* Start Extract provided *
The beginning of wisdom, as the Chinese say, is calling things by their right names. (E. O. Wilson, as cited by Elizabeth J. Rosenthal, Birdwatcher: The Life of Roger Tory Peterson)

Saturday, December 10, 2011

A Few Honeysuckles Hang onto a Few Leaves

December 10, 2010.  Friday.
Situation:  When I wake up, Mway is on the floor next to my bed – I left the door open last night so heat would waft into the room.  Moi’s not downstairs, which means she went hunting today.  I feel tired, I think because with my bedroom door open last night Squeak was able to come in and walk all over me a couple times during the night, disturbing my sleep.  I let Mway out, but a couple minutes later, she barks to be let back in.  I’m mentally steeling myself against the cold – I really don’t feel like taking Mway for a walk right now.
State of the Path:  I have to take the chicken’s water dish out, which Moi emailed me about.   Actually the air is refreshing – my first thought is I’m happy to be outside, like taking a swim on a hot day.  The path has that same faded look, with dead leaves and browning grass receding into the ground.  On the side path, a few honeysuckle shrubs are still hanging onto a few yellowed tattered leaves.  The gill-of-the-ground remains shriveled and frozen.  I come across a large circle of goldenrod that has been flattened – I wonder if deer have been bedding down here, or if the area just collapsed from the cold weather.  I walk along at a brisk pace – again I’m somewhat in a hurry because I have work to do today, and also I have to call the dentist because I lost a large filling last night.
* End Extract provided *
* Start Data entries *
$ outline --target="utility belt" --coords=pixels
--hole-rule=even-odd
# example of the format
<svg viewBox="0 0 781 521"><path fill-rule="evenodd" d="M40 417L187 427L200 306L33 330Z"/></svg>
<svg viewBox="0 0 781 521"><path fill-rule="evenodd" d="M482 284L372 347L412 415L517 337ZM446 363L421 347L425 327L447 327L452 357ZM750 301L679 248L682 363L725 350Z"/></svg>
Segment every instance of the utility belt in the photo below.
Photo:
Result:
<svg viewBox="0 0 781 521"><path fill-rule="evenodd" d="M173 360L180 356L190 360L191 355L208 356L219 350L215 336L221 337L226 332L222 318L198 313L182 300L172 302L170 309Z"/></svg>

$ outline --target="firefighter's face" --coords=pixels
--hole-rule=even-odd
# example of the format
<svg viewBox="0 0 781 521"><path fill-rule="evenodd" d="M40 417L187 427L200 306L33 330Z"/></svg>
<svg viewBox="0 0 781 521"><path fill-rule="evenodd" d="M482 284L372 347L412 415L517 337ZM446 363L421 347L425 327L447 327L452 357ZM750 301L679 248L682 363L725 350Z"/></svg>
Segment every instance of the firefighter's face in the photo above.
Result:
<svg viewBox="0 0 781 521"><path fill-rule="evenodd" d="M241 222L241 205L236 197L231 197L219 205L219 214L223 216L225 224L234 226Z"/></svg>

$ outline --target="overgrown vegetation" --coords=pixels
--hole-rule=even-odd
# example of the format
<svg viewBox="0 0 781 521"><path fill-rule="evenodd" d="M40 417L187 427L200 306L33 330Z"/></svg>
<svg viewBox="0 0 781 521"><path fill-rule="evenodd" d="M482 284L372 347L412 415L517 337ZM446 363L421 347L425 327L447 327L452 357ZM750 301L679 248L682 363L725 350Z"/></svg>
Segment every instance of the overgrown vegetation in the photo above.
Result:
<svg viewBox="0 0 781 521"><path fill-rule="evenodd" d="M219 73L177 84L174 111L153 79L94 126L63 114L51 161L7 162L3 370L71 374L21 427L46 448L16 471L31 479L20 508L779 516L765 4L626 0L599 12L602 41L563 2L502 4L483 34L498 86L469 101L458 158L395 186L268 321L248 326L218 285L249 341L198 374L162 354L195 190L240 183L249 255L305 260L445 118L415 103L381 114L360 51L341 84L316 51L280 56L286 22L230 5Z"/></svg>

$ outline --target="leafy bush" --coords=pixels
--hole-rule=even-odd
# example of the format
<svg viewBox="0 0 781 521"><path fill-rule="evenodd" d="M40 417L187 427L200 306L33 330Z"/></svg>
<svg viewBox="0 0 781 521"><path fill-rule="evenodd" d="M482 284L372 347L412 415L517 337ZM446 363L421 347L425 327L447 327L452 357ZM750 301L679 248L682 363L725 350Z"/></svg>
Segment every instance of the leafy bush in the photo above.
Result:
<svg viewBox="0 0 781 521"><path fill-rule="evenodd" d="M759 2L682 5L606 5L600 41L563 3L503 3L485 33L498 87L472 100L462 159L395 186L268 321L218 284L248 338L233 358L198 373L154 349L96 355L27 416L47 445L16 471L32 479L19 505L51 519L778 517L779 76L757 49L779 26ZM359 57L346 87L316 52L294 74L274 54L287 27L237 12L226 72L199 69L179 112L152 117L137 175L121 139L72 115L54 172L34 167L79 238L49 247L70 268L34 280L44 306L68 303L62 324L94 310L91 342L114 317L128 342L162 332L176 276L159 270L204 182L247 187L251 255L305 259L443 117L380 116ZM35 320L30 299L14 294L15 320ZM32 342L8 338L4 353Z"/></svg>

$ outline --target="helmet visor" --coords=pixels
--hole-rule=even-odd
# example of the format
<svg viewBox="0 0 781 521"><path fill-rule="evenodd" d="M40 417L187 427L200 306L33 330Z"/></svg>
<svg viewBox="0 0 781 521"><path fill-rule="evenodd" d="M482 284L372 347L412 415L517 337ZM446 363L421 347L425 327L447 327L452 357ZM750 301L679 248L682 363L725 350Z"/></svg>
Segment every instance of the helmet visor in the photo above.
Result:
* End Data entries *
- Given problem: Extract the journal entry's passage from "Situation:  When I" to "walk right now.". The records were taken from a separate source.

- Written solution:
Situation:  When I wake up, Mway is on the floor next to my bed – I left the door open last night so heat would waft into the room.  Moi’s not downstairs, which means she went hunting today.  I feel tired, I think because with my bedroom door open last night Squeak was able to come in and walk all over me a couple times during the night, disturbing my sleep.  I let Mway out, but a couple minutes later, she barks to be let back in.  I’m mentally steeling myself against the cold – I really don’t feel like taking Mway for a walk right now.